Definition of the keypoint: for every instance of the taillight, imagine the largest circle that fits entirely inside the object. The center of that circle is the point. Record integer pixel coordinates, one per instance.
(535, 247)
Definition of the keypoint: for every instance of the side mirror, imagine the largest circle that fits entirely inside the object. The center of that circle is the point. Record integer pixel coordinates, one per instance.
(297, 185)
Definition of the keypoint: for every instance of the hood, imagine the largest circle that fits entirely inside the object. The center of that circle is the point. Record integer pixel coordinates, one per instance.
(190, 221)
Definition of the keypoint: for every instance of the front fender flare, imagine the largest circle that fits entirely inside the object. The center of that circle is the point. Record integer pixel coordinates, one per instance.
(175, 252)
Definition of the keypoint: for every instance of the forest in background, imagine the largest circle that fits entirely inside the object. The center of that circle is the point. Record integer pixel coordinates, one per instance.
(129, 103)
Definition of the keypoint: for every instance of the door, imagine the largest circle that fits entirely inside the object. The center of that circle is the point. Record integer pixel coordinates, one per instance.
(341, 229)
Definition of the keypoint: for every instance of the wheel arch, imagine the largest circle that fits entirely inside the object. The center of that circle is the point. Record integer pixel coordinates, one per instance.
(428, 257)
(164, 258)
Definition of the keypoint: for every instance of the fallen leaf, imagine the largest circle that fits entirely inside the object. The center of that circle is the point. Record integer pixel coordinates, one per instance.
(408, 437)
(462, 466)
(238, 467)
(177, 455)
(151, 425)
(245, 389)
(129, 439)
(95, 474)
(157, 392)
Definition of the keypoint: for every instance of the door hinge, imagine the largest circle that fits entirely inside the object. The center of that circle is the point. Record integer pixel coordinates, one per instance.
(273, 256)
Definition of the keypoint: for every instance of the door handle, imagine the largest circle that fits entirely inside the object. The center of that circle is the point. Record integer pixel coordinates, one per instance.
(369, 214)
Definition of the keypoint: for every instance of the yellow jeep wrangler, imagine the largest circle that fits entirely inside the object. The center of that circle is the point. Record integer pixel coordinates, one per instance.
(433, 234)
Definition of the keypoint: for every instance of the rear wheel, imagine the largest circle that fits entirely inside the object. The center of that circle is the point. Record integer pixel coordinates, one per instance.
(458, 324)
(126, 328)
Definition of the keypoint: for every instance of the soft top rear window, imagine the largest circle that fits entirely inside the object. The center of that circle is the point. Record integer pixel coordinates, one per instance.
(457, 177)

Problem details:
Reproduce the material above verbatim, from the first line through the final coordinate pair.

Expected answer:
Definition of the keypoint: for every instance of the taillight, imagine the largest circle that fits entirely inside the object. The center of that circle is the point. Record integer pixel coordinates, one per instance.
(535, 247)
Definition of the keypoint: for every instance of the side mirror, imagine the largest circle that fits entirely inside the object. The center of that circle is the point. Record integer pixel coordinates, one per instance.
(297, 185)
Definition of the keypoint: for every instance of the hood, imagine the largest circle that fits entirely inside the object. The center of that circle is the point. Record integer pixel coordinates, one per instance.
(190, 221)
Definition of the keypoint: for every instance of the front fender flare, imagine the largest circle that fits entirely inside the object. The center of that circle is the point. Record integer pixel coordinates, one per instance.
(175, 252)
Definition of the keypoint: for every instance of the forest in background, imagine the largest circle that fits entirely inside the object. The center of that circle is the point. Record integer pixel coordinates, one per instance.
(129, 103)
Definition of the keypoint: for every instance of the door, imagine the largest circle that fits entirely inside the object. The center of that circle is the point. Record integer pixel coordinates, one per instance.
(341, 229)
Definition of the keypoint: for every instance of the wheel arch, imagine the largest circle that fits entirely inside the object. The center of that circle is the point. Record integer pixel coordinates, one per instance.
(428, 257)
(164, 258)
Definition of the keypoint: for every instance of the fallen leaf, imagine the largest circle that fits entirely inside the object. The center of that circle is the point. Record integer pixel coordinates, one per instance.
(408, 437)
(462, 466)
(238, 467)
(177, 455)
(151, 425)
(245, 389)
(129, 439)
(95, 474)
(157, 392)
Definition of the keypoint: for every instance of the door hinge, imagine the largest circle that fits entirely inside the object. The center of that circle is the point. Record integer pixel coordinates, one per instance.
(273, 256)
Definition of the keypoint: for every instance of the door handle, imagine the largest circle that fits entirely inside the object. The center of that circle is the point. Record integer pixel coordinates, one per instance.
(369, 214)
Definition of the keypoint: for every instance of the yellow jeep wrangler, imagine the largest circle that fits entirely inside the object. The center of that circle is the point. Record integer pixel coordinates, one per instance.
(433, 234)
Definition of the keypoint: for every instance of the rear wheel, imagine the largest circle that fits entirely inside the object. The center of that circle is the point. Record integer pixel coordinates, one per instance.
(458, 324)
(126, 328)
Definition of the keypoint: for every instance of the soft top rear window, imagine the largest circle that fits entirely inside the object. The center of that circle is the point. Record integer pixel coordinates, one per instance.
(457, 177)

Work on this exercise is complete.